Work instruction 1
Answer these from the Botox eye-bag page:
(a) How long ago did the eye bags first appear?
(b) How many doctor answers does the page list?
(c) What substance may be injected to dissolve a hyaluronic acid filler?
Work instruction 2
According to the Botox eye-bag page, why might eyelid puffiness persist if a hyaluronic acid filler was also used?

Excerpted text
::::
I had botox injected into my lower eyelids in an effort to remove some of my under eye wrinkles. About a week, after the injections, I woke up with huge eye bags. That was 4.5 months ago. Despite cold compresses, hard morning runs, applying vaseline at night, etc., the eye bags still are there. I am concerned that perhaps permanent damage was caused. Is that possible? Or will it just take more time? Thank you for any insight or advice as I have been feeling really down about this.
Can Botox Under the Eyes (In the Eyelid Area) Cause Permanent Puffiness / Eye Bags?
Doctor Answers (7)
Botox effect is temporary
eyelid puffiness from relaxing the pump action of the eyelid muscle should return to normal. If however there is a coexistent situation such as sinus problems, allergies or if you also had a filler such as a hyaluronic acid used, more fluid may cause puffiness and fillers can last a year or more, so if it is a hyaluronic acid filler such as Restylane or Juvederm, then hyaluronidase may be injected to dissolve the filler.
::::
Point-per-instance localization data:
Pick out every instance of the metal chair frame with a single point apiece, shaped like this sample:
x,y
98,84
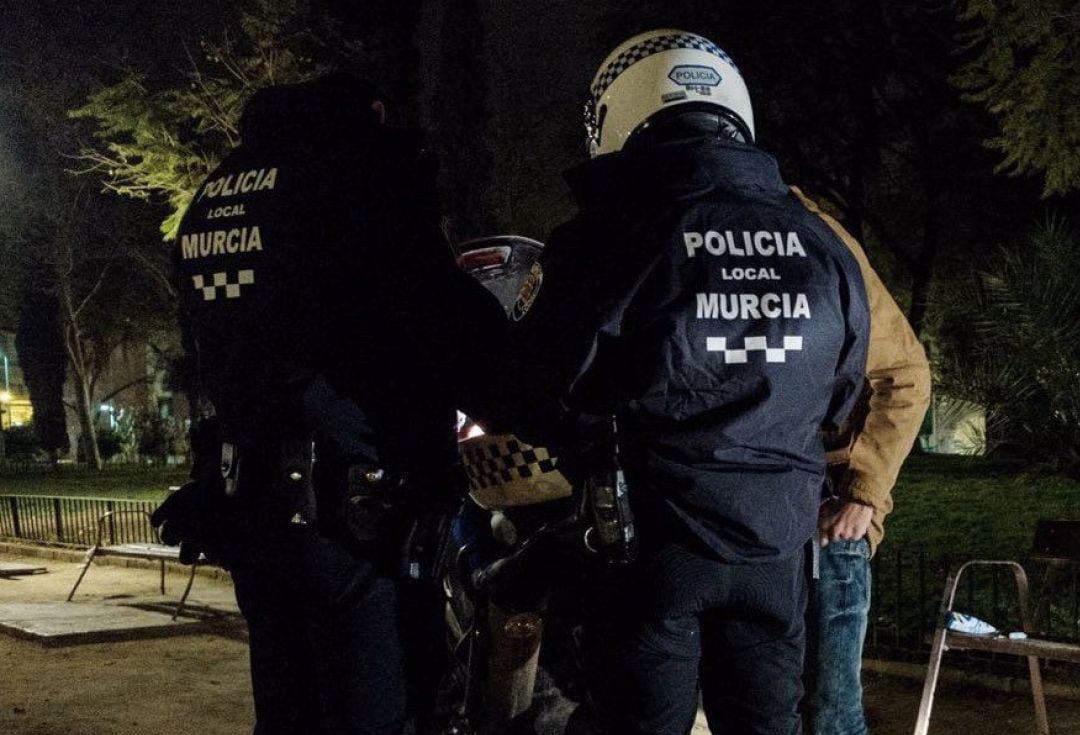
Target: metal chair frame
x,y
1056,542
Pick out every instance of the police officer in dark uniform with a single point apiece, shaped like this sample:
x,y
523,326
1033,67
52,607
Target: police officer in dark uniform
x,y
334,339
721,325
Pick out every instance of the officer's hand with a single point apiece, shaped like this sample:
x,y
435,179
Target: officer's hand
x,y
849,521
190,517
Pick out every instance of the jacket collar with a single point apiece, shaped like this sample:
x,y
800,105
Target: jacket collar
x,y
677,171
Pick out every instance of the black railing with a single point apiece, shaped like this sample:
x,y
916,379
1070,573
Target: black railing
x,y
907,584
906,596
72,520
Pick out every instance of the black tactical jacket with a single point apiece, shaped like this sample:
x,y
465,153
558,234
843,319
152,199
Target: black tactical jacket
x,y
720,321
319,291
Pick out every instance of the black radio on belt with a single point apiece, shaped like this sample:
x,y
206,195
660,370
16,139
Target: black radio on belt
x,y
612,534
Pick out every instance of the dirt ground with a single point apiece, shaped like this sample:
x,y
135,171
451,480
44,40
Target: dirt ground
x,y
198,682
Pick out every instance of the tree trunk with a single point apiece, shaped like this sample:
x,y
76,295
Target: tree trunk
x,y
88,430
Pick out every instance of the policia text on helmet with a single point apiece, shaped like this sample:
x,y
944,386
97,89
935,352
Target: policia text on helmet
x,y
666,84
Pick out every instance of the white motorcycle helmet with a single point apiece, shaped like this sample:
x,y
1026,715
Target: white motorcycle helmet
x,y
658,71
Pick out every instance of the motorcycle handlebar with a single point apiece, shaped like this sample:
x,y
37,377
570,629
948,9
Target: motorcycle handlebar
x,y
483,579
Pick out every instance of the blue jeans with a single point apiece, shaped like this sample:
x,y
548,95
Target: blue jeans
x,y
838,617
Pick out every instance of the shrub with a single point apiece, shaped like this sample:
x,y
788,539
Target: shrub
x,y
1009,340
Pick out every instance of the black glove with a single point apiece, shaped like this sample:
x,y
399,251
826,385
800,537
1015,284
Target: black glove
x,y
192,518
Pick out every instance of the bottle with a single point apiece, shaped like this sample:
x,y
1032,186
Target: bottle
x,y
613,534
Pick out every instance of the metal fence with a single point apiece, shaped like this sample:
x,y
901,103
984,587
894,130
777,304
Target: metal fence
x,y
907,584
72,520
906,596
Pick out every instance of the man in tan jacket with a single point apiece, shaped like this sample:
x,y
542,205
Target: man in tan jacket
x,y
864,459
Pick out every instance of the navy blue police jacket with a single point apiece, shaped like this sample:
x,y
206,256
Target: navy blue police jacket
x,y
696,299
319,294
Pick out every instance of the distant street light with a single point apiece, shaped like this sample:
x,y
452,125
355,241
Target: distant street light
x,y
4,404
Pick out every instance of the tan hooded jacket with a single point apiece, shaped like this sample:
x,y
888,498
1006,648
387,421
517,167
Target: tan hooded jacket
x,y
865,456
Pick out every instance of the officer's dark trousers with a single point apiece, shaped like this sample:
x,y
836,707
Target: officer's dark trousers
x,y
335,643
677,621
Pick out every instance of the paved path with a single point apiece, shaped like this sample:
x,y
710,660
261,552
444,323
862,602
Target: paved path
x,y
198,682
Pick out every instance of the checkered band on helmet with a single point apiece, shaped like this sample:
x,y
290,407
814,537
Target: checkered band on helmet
x,y
503,471
504,462
648,48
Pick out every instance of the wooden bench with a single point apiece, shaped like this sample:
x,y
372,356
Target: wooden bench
x,y
150,552
1056,543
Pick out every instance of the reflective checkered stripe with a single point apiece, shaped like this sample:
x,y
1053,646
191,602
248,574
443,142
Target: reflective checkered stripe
x,y
491,464
650,46
740,356
219,283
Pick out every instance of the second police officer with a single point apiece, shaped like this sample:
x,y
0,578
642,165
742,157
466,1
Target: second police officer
x,y
334,338
721,324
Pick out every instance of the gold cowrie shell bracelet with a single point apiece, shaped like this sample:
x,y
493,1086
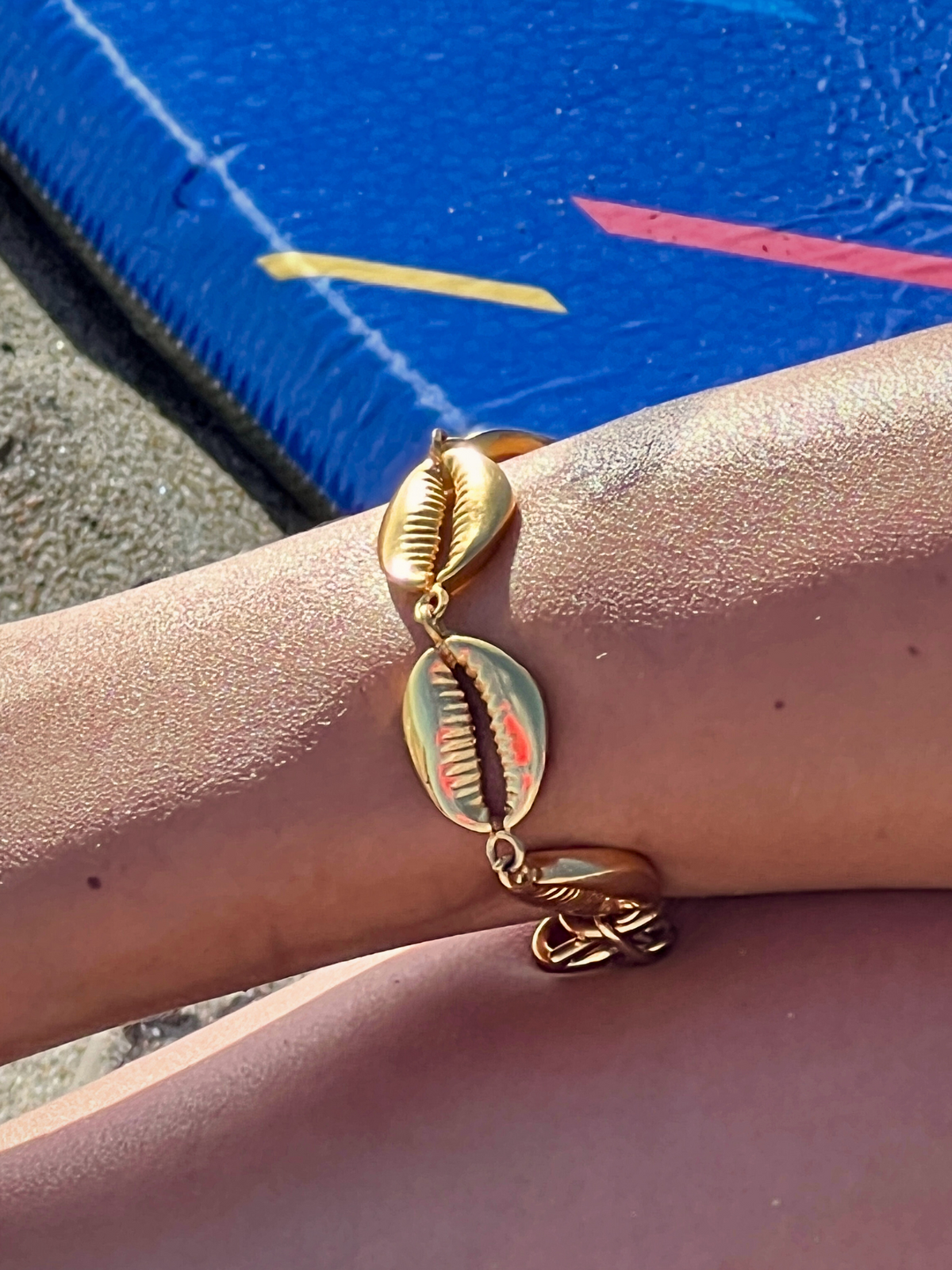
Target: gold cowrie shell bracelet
x,y
475,723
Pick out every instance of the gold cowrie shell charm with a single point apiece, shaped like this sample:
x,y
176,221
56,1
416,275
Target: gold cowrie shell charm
x,y
444,520
441,734
475,723
585,882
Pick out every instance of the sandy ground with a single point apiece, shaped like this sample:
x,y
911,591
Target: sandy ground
x,y
98,492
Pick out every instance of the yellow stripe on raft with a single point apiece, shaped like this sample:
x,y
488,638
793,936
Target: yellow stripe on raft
x,y
308,264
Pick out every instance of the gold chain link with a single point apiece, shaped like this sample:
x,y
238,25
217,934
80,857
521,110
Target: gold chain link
x,y
438,530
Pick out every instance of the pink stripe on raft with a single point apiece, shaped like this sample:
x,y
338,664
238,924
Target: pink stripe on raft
x,y
763,244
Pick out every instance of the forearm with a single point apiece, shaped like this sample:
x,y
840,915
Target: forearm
x,y
206,779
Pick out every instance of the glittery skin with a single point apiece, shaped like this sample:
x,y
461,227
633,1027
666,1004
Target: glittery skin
x,y
735,605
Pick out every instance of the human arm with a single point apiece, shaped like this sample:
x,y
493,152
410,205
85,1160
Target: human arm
x,y
736,609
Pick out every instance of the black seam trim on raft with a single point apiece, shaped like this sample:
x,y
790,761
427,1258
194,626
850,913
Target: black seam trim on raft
x,y
240,421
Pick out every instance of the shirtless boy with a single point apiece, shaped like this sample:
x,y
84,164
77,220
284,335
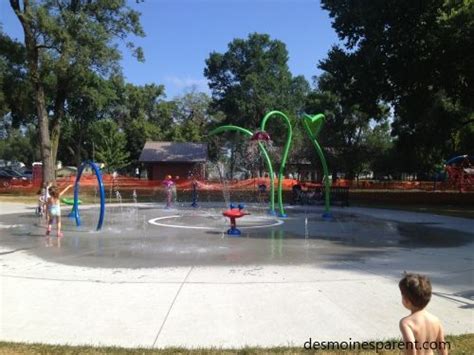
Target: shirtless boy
x,y
422,332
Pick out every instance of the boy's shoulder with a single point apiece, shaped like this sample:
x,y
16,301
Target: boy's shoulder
x,y
416,318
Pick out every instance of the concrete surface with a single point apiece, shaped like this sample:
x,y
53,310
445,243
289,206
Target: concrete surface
x,y
136,284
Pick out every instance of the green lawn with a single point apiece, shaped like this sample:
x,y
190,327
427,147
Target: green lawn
x,y
461,344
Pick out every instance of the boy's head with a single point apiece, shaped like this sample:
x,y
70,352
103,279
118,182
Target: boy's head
x,y
53,191
416,289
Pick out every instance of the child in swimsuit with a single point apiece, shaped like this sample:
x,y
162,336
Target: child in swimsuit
x,y
54,210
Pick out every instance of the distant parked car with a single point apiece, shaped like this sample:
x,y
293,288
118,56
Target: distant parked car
x,y
5,179
13,176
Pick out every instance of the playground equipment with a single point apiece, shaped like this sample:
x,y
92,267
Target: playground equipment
x,y
233,213
75,209
460,172
312,125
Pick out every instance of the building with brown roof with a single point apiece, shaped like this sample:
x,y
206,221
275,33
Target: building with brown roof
x,y
175,159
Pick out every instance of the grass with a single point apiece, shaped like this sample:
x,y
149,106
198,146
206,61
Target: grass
x,y
460,344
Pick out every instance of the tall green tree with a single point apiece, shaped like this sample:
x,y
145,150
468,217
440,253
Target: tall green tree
x,y
65,38
193,116
352,139
416,56
250,79
109,144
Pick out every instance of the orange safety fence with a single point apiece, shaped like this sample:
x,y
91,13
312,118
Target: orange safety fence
x,y
90,180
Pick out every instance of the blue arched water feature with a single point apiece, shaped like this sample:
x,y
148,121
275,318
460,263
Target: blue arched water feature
x,y
75,209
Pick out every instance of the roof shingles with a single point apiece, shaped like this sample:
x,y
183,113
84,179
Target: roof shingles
x,y
173,152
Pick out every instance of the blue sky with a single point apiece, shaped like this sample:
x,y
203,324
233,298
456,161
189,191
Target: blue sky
x,y
180,34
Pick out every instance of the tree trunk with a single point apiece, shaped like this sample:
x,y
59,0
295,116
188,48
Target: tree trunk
x,y
45,142
32,56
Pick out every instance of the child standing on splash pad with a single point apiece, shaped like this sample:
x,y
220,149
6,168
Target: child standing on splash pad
x,y
169,185
422,332
54,210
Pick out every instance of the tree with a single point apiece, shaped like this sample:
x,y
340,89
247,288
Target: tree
x,y
19,146
352,139
250,79
415,56
193,116
66,37
109,145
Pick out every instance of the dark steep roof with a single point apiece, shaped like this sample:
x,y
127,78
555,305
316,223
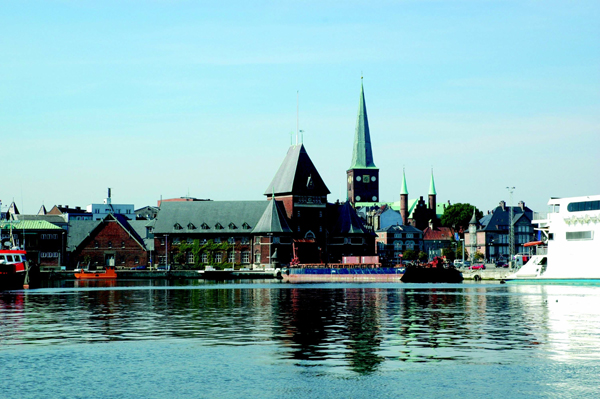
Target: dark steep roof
x,y
209,217
348,222
298,175
273,220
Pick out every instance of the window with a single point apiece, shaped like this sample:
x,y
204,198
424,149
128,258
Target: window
x,y
579,235
583,206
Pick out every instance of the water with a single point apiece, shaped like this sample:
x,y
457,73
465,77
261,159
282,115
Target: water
x,y
195,339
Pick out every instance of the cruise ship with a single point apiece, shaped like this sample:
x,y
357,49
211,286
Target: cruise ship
x,y
570,242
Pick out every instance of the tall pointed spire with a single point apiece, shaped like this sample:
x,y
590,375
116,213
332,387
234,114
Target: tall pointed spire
x,y
404,189
432,185
362,156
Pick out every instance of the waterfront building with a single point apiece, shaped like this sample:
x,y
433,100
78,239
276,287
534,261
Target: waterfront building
x,y
100,211
111,241
492,232
394,240
436,239
43,241
69,213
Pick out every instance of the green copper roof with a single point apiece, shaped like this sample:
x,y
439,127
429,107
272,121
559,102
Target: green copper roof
x,y
362,156
432,186
403,190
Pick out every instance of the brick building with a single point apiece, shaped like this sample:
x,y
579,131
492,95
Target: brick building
x,y
111,241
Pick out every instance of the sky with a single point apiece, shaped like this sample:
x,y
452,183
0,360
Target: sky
x,y
173,98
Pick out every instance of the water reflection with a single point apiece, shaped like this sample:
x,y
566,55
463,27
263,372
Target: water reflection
x,y
360,328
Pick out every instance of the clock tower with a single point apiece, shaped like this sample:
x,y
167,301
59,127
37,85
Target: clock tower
x,y
363,175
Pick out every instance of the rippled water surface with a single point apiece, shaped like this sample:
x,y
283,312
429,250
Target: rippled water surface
x,y
161,339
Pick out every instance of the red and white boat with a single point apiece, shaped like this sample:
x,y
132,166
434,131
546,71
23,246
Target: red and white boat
x,y
13,269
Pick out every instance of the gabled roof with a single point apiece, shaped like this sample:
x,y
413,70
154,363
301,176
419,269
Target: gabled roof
x,y
437,233
205,215
79,230
29,225
362,155
297,175
348,221
272,220
400,229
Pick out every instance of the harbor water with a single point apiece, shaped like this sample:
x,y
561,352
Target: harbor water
x,y
268,339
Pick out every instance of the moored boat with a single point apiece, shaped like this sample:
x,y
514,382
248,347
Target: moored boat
x,y
341,272
108,273
13,269
568,249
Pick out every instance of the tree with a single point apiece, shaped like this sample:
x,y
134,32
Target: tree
x,y
458,215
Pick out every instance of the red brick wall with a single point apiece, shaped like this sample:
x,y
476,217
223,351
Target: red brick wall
x,y
124,248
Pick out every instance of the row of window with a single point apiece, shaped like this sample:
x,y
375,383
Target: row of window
x,y
205,226
108,244
583,206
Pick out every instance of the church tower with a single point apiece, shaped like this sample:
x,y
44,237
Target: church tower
x,y
432,196
363,175
404,200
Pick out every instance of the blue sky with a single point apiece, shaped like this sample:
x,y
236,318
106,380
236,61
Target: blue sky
x,y
164,98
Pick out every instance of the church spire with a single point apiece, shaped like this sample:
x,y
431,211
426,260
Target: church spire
x,y
404,189
362,156
432,185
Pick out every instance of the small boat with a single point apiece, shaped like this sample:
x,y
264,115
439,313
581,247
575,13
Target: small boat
x,y
108,273
13,269
433,272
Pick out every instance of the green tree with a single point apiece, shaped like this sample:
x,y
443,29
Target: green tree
x,y
449,254
458,216
409,254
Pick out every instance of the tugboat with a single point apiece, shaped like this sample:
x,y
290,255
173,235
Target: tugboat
x,y
14,269
109,273
432,272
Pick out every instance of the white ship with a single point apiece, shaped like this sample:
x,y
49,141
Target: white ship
::::
Result 1
(a) 4.5 months ago.
(b) 7.
(c) Hyaluronidase.

Result 2
More fluid may cause puffiness, and fillers such as hyaluronic acid can last a year or more. By contrast, the Botox effect itself is temporary.